_Assigned task 1_: In the J'adore perfume text, rewrite the paragraph beginning "Features the vanilla base of J'adore" as a short bulleted list that keeps its main facts.
_Assigned task 2_: Write the next part of the J'adore perfume text, picking up after its list of ingredients.

**** Given text ****

Dior has also released some flankers to J’Adore, such as J’Adore Eau Lumière in 2016. That version featured notes of blood orange, rose and neroli.

== Variants of J'adore ==

===J'adore L'Or Essence de Parfum===

==== 2017 Formulation ====
Perfumer: François Demachy

Features the vanilla base of J'adore, with an added mixture of jasmine absolut and rose absolut. The bottle was also updated to a "more obvious hourglass shape," and the neck was etched and engraved to create a chain-like aesthetic.

Listed ingredients: Jasmine, Rose Centifolia, Vanilla, Champaca, Tonka Bean, Orchid, Sweet Pea, Violet, Bergamot, Ivy, Mandarin, Amber, Ciste Labdanum, Patchouli.

**** Excerpted records ****

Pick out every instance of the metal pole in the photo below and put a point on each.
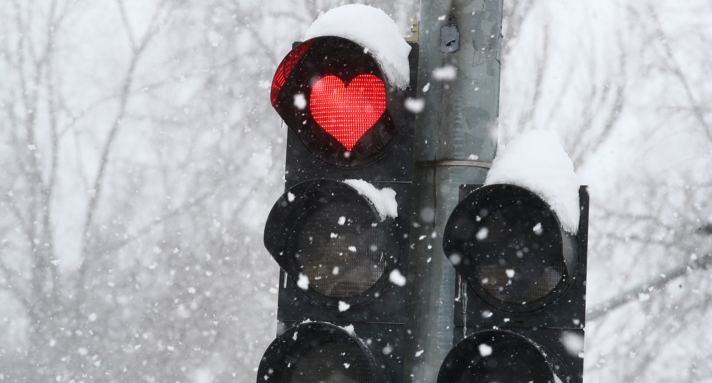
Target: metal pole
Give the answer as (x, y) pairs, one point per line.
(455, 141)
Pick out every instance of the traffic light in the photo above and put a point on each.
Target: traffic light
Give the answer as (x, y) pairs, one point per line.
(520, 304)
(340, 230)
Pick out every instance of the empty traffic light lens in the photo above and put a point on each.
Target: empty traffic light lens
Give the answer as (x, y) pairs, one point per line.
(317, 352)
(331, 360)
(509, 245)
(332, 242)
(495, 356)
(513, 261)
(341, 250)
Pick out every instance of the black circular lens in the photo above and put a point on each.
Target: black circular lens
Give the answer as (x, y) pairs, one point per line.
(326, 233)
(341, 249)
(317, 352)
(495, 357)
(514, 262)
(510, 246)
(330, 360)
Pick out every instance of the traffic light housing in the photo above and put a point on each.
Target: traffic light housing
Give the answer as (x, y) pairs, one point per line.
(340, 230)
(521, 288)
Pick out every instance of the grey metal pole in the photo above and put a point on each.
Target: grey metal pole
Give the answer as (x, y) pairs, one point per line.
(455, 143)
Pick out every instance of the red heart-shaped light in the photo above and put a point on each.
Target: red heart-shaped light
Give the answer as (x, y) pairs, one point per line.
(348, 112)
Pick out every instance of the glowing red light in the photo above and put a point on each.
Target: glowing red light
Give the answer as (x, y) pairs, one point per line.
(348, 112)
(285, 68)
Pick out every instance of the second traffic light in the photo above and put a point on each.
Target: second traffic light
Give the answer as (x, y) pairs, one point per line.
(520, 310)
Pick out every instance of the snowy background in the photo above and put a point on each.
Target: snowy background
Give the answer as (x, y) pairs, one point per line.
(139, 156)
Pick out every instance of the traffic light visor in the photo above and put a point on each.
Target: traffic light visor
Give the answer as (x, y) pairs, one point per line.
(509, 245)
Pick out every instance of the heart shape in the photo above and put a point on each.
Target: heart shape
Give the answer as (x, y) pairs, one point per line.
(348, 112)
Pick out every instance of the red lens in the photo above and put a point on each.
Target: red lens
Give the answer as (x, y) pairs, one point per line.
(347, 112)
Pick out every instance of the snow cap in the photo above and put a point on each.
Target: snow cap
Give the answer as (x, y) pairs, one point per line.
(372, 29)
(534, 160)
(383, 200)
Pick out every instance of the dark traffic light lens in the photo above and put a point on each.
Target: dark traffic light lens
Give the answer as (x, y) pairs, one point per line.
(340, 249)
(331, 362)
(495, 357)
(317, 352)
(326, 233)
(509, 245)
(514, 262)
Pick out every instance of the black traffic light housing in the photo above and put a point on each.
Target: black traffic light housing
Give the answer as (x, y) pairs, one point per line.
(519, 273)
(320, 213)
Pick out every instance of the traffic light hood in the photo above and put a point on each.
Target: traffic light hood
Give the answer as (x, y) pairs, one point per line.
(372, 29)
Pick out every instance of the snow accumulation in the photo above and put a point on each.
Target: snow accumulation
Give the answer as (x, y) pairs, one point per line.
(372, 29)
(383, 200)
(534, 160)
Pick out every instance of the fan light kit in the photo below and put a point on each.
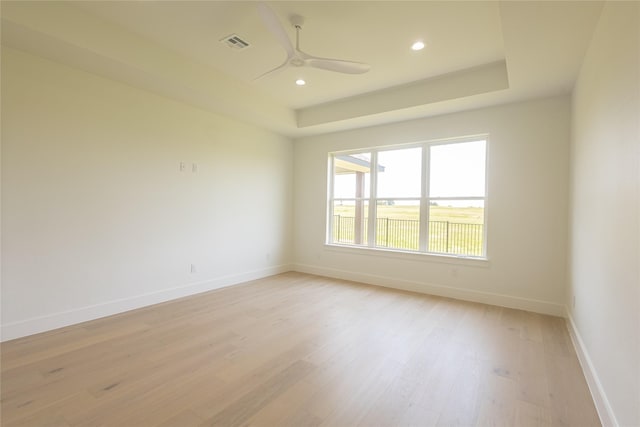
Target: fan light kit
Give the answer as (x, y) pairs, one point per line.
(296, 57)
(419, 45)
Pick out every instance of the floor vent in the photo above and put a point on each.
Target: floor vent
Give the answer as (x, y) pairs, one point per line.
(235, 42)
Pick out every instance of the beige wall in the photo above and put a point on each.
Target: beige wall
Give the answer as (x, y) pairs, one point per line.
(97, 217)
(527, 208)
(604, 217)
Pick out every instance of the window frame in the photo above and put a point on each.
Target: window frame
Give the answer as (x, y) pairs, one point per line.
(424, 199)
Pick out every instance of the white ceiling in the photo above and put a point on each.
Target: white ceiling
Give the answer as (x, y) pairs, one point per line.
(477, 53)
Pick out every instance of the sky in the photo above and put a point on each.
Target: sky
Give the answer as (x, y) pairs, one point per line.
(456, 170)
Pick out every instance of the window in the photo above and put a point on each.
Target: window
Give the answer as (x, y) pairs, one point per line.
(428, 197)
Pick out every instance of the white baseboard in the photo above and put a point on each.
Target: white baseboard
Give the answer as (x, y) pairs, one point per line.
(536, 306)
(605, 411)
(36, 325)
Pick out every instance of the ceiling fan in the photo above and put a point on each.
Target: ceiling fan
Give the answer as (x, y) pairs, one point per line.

****

_Response area 1_:
- Built on the vanilla base of J'adore
- Adds a mixture of jasmine absolut and rose absolut
- Bottle updated to a "more obvious hourglass shape"
- Neck etched and engraved for a chain-like look

_Response area 2_:
==== 2023 Formulation ====
Perfumer: Francis Kurkdjian

The stated approach for the 2023 formulation, according to Kurkdjian, was, "What if we get rid of the unnecessary in the formula? What if we try to make it more concise?" The bottle was also updated, featuring a more streamlined design, a smoothed, melted look for the neck, and a glass cap.

Listed ingredients: Jasmine (Grandiflorum), Orange Blossom, Rose Centifolia, Lily Of The Valley, Violet.